§ **The problem**: Output the lines from the one containing "For the benchmark, mark every instance of the ceiling" through the end of the lines, both included, as a two-column CSV with the headers instruction and points. Give one row for each instruction and the dots beneath it, with each value in a single quoted field and line breaks replaced by spaces.

§ **Data provided**:
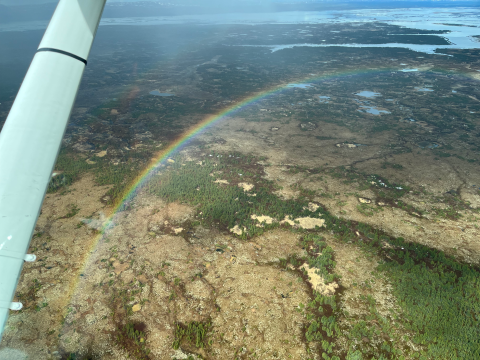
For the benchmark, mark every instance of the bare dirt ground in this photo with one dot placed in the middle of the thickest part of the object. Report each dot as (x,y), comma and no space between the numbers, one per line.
(458,237)
(84,287)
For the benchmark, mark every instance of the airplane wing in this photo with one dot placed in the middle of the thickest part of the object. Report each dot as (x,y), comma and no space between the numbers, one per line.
(31,137)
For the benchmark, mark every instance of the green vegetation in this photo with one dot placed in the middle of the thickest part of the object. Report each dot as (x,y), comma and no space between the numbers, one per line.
(120,176)
(193,334)
(440,299)
(228,205)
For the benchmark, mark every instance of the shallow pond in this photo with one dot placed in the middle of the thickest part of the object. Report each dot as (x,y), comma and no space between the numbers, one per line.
(369,94)
(301,86)
(373,110)
(158,93)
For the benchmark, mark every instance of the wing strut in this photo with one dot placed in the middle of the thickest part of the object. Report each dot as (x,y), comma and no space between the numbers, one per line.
(31,137)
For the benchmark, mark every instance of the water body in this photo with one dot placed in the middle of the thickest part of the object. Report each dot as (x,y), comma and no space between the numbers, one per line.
(369,94)
(158,93)
(439,19)
(301,86)
(428,145)
(373,110)
(423,89)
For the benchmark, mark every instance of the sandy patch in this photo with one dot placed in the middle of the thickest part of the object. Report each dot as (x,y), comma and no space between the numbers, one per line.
(317,282)
(177,230)
(237,231)
(310,223)
(312,207)
(263,218)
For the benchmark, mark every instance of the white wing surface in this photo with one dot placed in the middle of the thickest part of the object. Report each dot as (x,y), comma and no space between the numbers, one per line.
(32,134)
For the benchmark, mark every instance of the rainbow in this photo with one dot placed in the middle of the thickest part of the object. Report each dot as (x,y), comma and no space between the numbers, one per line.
(191,133)
(210,121)
(214,119)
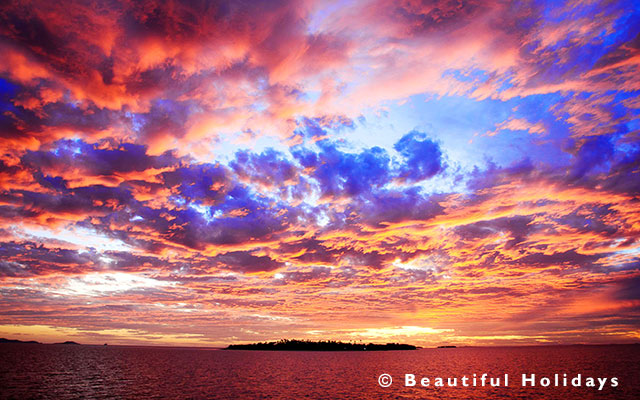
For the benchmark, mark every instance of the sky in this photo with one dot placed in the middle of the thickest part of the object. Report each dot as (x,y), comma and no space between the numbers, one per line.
(435,172)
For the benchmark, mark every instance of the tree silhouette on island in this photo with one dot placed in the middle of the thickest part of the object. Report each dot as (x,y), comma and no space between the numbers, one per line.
(322,345)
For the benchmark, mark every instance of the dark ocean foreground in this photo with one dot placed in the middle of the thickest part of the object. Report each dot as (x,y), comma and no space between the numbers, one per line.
(86,372)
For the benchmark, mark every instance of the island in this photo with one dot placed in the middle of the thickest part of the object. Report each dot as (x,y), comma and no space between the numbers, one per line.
(323,345)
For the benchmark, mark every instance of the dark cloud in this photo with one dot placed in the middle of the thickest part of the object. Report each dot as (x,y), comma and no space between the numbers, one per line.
(422,157)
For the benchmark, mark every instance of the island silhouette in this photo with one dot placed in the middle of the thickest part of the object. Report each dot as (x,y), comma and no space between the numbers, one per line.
(322,345)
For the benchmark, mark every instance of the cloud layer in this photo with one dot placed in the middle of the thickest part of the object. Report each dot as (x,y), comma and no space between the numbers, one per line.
(206,173)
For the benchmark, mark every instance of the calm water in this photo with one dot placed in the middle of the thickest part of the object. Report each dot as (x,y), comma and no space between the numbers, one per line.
(61,372)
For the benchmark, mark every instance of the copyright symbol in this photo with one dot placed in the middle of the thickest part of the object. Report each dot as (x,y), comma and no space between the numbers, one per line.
(385,380)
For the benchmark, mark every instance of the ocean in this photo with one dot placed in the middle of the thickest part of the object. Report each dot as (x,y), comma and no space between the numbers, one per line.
(34,371)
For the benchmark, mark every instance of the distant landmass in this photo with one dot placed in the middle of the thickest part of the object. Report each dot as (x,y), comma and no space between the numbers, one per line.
(328,345)
(3,340)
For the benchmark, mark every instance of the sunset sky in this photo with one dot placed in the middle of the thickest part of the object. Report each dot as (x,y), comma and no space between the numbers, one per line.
(429,172)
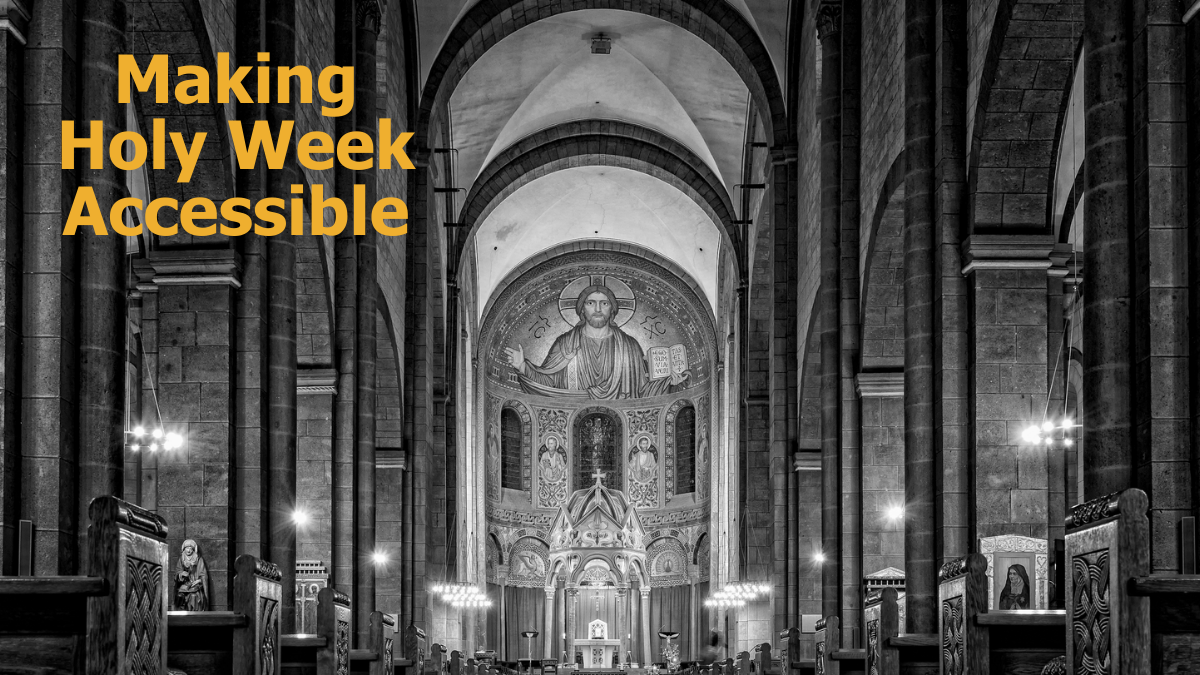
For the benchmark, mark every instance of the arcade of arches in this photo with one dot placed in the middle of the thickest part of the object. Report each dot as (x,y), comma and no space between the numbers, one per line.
(815,296)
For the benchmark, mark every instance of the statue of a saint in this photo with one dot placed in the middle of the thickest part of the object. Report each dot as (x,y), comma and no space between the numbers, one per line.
(553,463)
(643,461)
(191,579)
(594,359)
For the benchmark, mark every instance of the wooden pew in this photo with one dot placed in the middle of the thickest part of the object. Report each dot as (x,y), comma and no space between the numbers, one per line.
(888,650)
(414,651)
(328,651)
(1121,615)
(763,662)
(243,641)
(978,641)
(118,615)
(828,640)
(376,658)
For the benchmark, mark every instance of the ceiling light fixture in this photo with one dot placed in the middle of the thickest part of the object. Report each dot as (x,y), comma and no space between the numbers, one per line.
(601,43)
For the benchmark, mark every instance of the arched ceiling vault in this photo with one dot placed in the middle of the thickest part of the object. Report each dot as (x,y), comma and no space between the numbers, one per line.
(599,143)
(617,204)
(556,143)
(484,27)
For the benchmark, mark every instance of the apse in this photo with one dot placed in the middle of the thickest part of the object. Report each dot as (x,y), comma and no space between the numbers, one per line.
(598,453)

§ **Answer to this problem**:
instruction,points
"For the benchmark, mark every instance of the ceiling light fixture in this photo with one dot placed in the middle of the thickest part of the object. Report each dot as (x,y), comma and no space between the numbers, one per line.","(601,43)"
"For the benchmark, mark every instance of the arched ceiling vault in this photo with one dot placed in the middle of the thickest part of the object. Report each dot as (x,y), comma and no space between the numbers, one per line.","(599,143) (617,204) (556,143) (484,27)"
"For the benchmark, mark every instance of the apse in this photo with one dot placed in the middle of the thickest part of the object. Report each dot as (x,y), comma and no space between the numbers, one per line.","(598,453)"